Exercise =
Find and copy every line in the records that includes the string "dune".
......
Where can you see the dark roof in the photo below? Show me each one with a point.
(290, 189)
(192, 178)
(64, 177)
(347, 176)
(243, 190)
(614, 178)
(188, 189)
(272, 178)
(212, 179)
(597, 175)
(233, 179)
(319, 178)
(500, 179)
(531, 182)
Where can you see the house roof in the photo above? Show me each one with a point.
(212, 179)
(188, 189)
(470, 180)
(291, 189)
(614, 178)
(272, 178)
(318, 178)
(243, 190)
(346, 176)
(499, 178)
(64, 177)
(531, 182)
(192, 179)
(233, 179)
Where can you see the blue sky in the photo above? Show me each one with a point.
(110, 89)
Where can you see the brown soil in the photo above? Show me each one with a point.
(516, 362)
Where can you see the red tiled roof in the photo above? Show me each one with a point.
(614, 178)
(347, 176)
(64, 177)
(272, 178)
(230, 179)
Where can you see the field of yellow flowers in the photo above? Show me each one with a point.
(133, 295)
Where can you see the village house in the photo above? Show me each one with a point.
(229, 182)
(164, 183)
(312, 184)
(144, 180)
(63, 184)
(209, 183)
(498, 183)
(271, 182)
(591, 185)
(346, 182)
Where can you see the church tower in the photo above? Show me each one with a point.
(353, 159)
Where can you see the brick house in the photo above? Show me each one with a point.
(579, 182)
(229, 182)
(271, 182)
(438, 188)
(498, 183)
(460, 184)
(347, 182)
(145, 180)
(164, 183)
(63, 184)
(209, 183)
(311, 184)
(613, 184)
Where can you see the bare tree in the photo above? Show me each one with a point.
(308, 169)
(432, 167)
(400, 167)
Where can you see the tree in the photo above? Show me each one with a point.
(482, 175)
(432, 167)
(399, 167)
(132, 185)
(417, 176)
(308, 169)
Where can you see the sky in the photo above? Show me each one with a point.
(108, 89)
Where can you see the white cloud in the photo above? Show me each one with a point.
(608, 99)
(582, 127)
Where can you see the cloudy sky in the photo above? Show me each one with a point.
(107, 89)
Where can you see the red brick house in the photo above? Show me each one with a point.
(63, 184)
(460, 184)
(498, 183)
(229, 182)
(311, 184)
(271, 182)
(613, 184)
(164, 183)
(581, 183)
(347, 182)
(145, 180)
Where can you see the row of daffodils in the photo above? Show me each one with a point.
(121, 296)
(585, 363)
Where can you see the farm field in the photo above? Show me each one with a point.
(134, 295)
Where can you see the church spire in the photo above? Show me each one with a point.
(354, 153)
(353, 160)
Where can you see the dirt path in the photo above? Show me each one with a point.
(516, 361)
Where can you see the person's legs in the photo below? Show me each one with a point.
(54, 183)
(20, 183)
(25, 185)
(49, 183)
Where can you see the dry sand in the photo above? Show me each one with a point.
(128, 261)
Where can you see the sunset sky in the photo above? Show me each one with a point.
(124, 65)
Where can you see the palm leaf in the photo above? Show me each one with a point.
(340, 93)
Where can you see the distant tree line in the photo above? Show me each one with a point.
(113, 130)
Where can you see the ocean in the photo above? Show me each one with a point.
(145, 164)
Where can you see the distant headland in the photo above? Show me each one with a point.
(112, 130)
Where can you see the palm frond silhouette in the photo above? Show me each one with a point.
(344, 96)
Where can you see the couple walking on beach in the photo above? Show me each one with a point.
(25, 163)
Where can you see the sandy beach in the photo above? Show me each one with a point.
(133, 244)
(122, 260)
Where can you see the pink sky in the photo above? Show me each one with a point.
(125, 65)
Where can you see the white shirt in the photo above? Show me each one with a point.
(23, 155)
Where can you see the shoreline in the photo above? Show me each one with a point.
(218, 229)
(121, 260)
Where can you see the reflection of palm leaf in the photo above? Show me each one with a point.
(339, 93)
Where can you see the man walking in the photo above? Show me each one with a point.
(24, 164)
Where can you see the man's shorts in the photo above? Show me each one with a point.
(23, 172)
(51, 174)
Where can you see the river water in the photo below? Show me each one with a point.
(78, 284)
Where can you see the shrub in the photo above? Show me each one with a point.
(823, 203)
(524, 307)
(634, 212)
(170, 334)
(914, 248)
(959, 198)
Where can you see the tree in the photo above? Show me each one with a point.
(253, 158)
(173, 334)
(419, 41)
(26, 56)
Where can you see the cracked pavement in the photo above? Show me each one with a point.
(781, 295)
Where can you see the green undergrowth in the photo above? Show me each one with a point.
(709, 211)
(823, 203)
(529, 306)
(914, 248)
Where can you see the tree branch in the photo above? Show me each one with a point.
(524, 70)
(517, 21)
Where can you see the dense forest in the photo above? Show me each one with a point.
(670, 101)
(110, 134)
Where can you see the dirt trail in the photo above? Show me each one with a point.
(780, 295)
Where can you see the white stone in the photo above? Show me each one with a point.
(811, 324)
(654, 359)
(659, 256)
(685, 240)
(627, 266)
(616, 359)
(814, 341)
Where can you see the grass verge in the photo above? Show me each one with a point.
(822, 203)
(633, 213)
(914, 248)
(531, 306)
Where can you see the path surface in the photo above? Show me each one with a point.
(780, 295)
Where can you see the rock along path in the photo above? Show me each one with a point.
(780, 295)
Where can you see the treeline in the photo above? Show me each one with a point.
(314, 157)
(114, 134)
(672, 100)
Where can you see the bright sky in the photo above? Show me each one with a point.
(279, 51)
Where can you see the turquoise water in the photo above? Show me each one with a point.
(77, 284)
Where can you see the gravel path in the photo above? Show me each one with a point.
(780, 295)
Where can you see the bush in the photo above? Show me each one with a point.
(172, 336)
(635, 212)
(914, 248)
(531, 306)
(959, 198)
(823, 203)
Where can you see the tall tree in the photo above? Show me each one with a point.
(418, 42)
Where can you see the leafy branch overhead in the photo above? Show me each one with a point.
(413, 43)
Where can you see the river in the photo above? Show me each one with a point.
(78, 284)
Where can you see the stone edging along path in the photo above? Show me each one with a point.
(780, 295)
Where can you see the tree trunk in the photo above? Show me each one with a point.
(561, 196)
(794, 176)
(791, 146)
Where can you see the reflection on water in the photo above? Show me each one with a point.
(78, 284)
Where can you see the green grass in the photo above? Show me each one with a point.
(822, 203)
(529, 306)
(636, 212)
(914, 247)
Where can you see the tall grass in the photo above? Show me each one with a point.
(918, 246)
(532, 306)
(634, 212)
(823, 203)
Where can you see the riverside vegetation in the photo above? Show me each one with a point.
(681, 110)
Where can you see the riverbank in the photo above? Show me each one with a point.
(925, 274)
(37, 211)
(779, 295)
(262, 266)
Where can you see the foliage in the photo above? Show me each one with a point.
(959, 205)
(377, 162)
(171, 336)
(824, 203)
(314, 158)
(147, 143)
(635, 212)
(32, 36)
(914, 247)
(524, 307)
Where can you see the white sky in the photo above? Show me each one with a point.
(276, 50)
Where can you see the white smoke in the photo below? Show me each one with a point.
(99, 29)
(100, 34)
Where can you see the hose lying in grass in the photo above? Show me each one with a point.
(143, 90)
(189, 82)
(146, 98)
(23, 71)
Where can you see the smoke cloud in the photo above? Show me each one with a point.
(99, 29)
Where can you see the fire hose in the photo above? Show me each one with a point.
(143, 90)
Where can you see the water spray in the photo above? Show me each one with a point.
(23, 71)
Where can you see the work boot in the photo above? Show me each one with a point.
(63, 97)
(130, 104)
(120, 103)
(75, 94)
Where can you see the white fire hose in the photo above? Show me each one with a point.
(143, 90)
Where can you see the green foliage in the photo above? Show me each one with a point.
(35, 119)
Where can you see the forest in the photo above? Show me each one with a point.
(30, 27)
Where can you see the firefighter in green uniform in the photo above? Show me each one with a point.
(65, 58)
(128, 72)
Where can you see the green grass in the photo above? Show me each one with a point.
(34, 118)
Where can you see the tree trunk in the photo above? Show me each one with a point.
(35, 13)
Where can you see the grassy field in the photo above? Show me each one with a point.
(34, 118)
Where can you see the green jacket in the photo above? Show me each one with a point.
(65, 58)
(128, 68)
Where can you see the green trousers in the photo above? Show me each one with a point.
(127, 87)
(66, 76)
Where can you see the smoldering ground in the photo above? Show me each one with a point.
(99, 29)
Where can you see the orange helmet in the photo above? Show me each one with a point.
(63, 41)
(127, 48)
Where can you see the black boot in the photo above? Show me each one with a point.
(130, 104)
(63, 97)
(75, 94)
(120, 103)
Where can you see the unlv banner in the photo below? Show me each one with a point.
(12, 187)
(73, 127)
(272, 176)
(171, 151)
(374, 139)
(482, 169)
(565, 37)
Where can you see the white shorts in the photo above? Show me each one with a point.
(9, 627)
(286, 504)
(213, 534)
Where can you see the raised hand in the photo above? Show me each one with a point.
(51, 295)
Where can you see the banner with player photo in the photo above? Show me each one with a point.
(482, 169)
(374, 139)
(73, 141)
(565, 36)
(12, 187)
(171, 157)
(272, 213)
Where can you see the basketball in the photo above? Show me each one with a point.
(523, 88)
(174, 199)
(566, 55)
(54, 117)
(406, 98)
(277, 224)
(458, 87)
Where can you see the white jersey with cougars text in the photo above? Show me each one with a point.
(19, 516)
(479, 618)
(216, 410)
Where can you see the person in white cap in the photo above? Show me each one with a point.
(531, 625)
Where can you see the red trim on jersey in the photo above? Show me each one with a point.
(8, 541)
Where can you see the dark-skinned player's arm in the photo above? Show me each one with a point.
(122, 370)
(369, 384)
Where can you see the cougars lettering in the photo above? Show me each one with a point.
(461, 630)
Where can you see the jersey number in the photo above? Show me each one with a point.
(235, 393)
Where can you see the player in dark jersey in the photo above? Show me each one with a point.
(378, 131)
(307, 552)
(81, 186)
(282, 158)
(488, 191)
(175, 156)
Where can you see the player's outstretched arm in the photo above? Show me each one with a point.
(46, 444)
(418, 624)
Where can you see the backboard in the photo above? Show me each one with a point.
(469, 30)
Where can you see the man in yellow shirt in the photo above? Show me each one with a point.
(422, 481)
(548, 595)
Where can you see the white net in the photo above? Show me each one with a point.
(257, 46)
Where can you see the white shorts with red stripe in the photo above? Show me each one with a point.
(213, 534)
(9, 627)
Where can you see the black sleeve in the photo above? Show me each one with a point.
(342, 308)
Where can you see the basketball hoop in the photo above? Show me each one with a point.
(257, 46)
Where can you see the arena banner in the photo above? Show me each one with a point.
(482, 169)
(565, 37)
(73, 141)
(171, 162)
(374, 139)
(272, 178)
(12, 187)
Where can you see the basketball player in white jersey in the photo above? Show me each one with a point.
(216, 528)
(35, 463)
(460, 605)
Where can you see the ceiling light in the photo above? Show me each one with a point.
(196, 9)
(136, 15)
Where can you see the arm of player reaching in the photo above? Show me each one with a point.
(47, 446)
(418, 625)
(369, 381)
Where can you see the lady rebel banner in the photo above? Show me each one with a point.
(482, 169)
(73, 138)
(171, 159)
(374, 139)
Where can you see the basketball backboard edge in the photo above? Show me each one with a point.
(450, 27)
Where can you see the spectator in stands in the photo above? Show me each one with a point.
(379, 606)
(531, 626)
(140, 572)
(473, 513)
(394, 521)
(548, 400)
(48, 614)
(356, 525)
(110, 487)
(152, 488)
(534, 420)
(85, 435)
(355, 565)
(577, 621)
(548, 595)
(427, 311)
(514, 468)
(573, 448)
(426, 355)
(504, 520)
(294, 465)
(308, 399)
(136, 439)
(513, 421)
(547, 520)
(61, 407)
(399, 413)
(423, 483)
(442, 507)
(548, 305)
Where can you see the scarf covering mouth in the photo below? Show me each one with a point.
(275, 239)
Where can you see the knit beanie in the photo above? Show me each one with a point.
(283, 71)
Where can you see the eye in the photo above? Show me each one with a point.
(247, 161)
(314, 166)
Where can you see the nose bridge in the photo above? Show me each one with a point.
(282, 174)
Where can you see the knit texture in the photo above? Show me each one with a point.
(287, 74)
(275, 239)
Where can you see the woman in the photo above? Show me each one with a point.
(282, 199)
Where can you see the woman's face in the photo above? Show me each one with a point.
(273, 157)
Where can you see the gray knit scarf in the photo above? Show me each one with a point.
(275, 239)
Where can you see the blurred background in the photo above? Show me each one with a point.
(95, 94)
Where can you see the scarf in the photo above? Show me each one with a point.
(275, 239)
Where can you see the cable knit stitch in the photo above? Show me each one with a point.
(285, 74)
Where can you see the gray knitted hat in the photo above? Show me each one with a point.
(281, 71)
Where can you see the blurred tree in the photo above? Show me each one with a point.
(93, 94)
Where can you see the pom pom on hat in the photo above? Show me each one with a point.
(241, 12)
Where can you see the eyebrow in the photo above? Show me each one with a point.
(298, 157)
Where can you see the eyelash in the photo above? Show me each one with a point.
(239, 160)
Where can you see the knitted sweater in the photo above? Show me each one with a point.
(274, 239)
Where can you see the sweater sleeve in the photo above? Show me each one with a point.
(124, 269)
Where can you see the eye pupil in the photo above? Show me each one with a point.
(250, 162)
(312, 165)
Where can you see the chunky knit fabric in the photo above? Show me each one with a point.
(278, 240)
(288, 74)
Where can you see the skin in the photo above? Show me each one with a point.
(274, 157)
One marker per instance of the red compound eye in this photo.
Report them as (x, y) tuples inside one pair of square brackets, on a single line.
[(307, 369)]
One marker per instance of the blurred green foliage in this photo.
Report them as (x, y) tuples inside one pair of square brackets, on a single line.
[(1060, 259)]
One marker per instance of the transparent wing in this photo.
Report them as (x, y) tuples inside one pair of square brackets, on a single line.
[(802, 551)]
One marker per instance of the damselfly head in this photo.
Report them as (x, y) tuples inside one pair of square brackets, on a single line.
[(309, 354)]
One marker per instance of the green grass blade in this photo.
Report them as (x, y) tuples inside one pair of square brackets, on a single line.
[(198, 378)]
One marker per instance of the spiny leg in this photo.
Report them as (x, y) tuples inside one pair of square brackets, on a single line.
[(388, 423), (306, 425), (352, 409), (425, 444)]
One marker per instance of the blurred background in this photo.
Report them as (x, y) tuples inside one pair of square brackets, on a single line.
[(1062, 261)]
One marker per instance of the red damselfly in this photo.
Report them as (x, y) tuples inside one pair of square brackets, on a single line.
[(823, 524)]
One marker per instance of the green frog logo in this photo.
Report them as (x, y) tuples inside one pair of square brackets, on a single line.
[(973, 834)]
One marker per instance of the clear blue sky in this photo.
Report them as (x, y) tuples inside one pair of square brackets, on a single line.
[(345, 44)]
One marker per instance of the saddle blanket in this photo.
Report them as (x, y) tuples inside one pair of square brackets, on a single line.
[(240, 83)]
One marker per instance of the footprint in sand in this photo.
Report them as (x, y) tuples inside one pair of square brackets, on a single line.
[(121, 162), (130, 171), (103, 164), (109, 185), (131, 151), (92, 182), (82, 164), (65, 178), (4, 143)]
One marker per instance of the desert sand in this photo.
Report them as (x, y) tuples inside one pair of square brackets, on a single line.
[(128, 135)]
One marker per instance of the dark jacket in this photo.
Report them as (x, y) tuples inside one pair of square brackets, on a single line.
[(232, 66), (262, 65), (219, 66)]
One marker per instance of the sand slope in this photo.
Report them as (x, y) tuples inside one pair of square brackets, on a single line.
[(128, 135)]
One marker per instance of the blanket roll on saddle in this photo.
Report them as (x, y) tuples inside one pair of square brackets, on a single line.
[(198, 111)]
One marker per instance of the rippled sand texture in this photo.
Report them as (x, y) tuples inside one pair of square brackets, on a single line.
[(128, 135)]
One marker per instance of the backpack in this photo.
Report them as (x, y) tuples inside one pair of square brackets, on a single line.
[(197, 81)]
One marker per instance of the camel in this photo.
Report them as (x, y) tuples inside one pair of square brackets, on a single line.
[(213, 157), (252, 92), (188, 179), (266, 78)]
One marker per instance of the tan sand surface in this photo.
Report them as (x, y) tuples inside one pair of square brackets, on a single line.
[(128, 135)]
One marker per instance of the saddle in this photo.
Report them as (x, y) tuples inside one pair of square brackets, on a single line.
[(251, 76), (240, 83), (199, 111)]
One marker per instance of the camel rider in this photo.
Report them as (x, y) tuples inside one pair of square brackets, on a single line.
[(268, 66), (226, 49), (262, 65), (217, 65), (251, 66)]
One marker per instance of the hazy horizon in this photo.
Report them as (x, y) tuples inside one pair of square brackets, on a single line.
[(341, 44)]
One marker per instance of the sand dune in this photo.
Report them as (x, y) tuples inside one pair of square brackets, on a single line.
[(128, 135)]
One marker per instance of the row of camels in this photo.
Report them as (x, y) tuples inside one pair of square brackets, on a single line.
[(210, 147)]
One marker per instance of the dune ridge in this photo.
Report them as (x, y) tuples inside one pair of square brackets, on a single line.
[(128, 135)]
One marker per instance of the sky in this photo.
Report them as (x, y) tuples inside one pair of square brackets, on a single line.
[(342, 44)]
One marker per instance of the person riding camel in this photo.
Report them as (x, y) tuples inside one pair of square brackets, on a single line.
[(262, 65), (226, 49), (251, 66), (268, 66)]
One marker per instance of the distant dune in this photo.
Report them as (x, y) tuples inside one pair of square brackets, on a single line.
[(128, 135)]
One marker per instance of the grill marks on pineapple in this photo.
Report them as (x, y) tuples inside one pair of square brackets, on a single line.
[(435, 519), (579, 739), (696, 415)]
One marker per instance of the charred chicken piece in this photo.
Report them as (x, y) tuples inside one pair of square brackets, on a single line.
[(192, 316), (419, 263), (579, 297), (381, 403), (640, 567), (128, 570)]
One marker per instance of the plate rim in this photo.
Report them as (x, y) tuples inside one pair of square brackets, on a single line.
......
Written solution =
One marker per instance of the sand dune in this photo.
One marker per instance of the dune ridge in this photo.
One marker per instance of the distant dune in this photo.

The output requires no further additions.